# start of Material for the task
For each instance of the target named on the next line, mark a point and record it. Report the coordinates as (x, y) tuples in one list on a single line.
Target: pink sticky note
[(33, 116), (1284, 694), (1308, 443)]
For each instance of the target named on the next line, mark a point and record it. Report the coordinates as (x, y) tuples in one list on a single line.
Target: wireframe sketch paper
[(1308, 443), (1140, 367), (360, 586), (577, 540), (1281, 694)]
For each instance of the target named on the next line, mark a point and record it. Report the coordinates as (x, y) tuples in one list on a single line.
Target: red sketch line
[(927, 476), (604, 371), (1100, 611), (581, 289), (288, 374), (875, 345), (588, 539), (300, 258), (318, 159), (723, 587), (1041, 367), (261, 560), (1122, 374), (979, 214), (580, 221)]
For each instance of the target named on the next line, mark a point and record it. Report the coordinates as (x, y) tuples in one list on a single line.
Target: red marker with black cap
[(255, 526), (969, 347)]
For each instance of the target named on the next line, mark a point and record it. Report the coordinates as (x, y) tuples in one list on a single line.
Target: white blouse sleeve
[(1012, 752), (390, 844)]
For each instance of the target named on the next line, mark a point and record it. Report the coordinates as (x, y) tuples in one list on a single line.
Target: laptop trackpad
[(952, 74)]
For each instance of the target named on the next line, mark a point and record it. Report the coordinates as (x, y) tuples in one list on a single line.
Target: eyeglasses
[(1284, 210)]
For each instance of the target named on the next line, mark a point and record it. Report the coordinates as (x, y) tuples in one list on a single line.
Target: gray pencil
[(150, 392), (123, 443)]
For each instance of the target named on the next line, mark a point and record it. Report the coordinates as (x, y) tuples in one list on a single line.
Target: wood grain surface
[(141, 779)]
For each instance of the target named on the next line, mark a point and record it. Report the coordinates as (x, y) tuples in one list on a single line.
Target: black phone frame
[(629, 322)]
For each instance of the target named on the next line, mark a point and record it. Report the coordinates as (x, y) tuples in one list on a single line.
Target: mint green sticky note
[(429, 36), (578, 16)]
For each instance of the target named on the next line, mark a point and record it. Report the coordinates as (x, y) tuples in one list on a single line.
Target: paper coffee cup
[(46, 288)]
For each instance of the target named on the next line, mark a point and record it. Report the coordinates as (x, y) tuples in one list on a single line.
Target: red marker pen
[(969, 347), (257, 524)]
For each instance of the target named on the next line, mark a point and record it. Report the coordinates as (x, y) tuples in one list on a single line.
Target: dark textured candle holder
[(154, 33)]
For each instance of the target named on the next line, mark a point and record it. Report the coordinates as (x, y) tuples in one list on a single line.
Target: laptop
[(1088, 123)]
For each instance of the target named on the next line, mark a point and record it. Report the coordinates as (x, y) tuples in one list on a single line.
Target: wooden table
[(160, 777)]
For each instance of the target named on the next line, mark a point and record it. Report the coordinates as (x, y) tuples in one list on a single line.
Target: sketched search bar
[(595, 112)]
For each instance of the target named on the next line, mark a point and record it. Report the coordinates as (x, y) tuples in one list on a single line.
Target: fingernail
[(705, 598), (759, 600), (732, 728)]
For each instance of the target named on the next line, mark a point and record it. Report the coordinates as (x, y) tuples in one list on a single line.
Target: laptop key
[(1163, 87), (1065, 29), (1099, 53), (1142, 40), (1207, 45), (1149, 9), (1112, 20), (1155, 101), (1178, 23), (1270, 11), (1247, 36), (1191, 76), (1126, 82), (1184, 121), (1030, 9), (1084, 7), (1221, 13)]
# end of Material for the task
▶ **Objective**
Locate every line in the material that contains the word "laptop" and copy each of those lines in full.

▶ **Response**
Target: laptop trackpad
Target: laptop
Target: laptop key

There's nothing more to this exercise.